**Stated goal 1**.
Pick out every line of the listing that contains the word "window", matching case exactly.

**Provided passage**.
--- Begin ---
The Cyprus, Swiss, Dutch and UK numbers are striking. All are countries that Russians have used as safe havens for the past 30 years. Despite periodic campaigns of “de-offshoring”, tens of billions of dollars of “foreign” investment in Russia has been its own money circulating back into the country after being siphoned away years earlier. These countries have track records of either secretive or sloppy disclosure of ultimate beneficial owners, pro-business tax regimes and strong court systems committed to protecting property rights. Until the full-scale war, they were happy to issue passports or at least long-term visas to wealthy Russians. 

These are not vague allegations. For example, the International Consortium of Investigative Journalists (ICIJ) has published a series of sprawling investigations, including the Cyprus Confidential leaks, into Russian networks in Cyprus funneling billions of dollars through the island where Russia allegedly accounts (Putin’s own words) for up to 80% of foreign investment.  Seizure of Cypriot assets is, crudely speaking, robbing Pyotr to pay Pavel. Even if it is not recycled Russian money, many of the assets presumably come from companies that have resolved to stay in Russia and provide crucial tax revenues and services to the Russian economy, like PepsiCo, Mondelez and Mars, all of which remained in Russia after the full-scale invasion and saw business boom. Is RIA Novosti suggesting that the Kremlin would nationalize these assets? Or will the Russian state spend many months sorting the names of Russians and their collaborators out of the seizure list? Is that Peskov’s list? What would the totals be then?

Providing cover

In reporting on the $288 billion figure Reuters has made clear that it could not verify the data cited by RIA and the headline for the story made clear the claims come from a Russian government mouthpiece. In truth, the author of the RIA Novosti story would be aware, as is virtually any educated Russian, that huge swathes of foreign investment are indeed monies earned or looted domestically. We don’t know how much research RIA Novosti did on this story, beyond googling “direct investment” and country names, if any. So, as another drip from the Russian misinformation firehose, does it matter? 

Sadly, it does. The figure has been widely reported in US and European media. It is cited in coverage of the REPO Act, and it’s a safe bet that it will continue to be cited in the absence of any rival numbers. It provides some policymakers with cover to oppose the seizure of Russian state assets. When Belgian Finance Minister Vincent van Peteghem raised the issue of financial market stability in the event of confiscation in a recent interview with Reuters, the news agency cited the $288 billion as context, not flagging it as propaganda, but merely as “some reports”. Rather than an analysis of what concrete market instability could actually ensue from a seizure of Russian sovereign assets and a Russian response, despite all parties having many months to plan for such a scenario, we see what appears to be a bogus number.
--- End ---
**Data supplied**.
--- Begin ---
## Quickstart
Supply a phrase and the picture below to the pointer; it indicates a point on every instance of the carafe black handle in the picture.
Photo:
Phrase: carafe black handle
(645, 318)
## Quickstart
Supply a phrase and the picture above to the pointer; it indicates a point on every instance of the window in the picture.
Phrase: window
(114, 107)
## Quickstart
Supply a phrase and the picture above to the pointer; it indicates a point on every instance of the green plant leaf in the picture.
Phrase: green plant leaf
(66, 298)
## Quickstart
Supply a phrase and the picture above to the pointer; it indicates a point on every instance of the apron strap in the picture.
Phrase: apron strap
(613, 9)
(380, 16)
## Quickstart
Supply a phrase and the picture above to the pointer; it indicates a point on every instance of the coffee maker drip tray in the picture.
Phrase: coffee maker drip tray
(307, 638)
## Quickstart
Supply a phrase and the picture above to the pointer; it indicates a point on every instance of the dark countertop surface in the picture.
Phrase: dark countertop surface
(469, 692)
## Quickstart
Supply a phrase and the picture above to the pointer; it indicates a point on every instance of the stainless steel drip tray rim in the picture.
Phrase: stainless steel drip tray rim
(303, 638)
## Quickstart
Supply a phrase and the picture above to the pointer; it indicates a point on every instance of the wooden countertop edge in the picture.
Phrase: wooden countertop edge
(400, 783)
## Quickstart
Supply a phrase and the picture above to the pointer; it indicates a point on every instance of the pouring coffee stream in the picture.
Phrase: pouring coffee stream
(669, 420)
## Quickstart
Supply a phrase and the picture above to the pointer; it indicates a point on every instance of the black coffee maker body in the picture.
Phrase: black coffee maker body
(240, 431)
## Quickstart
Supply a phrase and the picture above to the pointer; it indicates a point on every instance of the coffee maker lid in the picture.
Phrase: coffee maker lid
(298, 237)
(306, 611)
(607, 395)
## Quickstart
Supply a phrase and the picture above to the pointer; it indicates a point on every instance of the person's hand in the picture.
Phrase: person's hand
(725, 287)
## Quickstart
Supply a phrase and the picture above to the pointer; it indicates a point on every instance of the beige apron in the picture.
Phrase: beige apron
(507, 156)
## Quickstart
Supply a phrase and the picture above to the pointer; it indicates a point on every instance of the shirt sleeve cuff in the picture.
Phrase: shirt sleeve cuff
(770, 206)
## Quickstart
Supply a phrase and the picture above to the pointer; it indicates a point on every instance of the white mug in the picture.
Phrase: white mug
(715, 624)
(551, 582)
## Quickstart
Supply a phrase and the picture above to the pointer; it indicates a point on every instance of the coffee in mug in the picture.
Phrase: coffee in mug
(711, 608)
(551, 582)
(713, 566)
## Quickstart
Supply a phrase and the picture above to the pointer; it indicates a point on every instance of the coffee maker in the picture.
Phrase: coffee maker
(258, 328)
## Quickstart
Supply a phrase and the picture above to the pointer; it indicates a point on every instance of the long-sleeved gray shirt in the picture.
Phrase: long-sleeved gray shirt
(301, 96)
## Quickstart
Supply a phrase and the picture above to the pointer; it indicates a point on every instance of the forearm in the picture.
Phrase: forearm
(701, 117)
--- End ---
**Stated goal 2**.
According to the passage on the $288 billion figure, why does that number matter even though it comes from a Russian government mouthpiece?

**Response 1**.
Supply a phrase and the picture above to the pointer; it indicates a point on every instance of the window in the picture.
Phrase: window

**Response 2**.
It has been widely reported in US and European media and cited in coverage of the REPO Act, and it will likely keep being cited while no rival numbers exist. It also gives some policymakers cover to oppose the seizure of Russian state assets.